— start —
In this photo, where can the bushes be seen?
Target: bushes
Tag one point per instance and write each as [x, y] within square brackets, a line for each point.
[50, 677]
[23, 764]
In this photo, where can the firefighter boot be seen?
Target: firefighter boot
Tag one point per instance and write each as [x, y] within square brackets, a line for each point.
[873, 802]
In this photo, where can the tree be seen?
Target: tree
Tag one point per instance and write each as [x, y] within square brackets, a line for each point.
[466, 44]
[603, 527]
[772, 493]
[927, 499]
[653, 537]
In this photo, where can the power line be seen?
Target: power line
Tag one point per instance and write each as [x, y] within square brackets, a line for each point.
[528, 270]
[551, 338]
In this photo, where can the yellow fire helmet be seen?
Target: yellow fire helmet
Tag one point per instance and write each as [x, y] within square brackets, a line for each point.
— end —
→ **YOUR INSTRUCTIONS**: Copy out all of the records shown above exactly.

→ **RESULT OF THE TASK**:
In this photo, where can the bushes be seen?
Target: bushes
Tag one point per instance and write each as [x, y] within square brackets, a line for each point.
[50, 677]
[23, 764]
In this photo, where can the firefighter boot be seen?
Target: firefighter boot
Tag one point per instance and write each as [x, y] within square brackets, a line for each point.
[873, 802]
In this photo, where can the tree be seen?
Target: tree
Tag one point per instance and write each as [x, y] within square brackets, a line for each point.
[466, 44]
[603, 527]
[772, 493]
[927, 499]
[653, 537]
In this photo, where can the power line be seen?
Target: power line
Tag one point per instance and write each as [x, y] within square brackets, a line for each point.
[528, 270]
[551, 338]
In this photo, where can the yellow fire helmet be seen?
Target: yellow fire helmet
Tag one point per instance and write each as [x, y] within square brackets, a line for each point.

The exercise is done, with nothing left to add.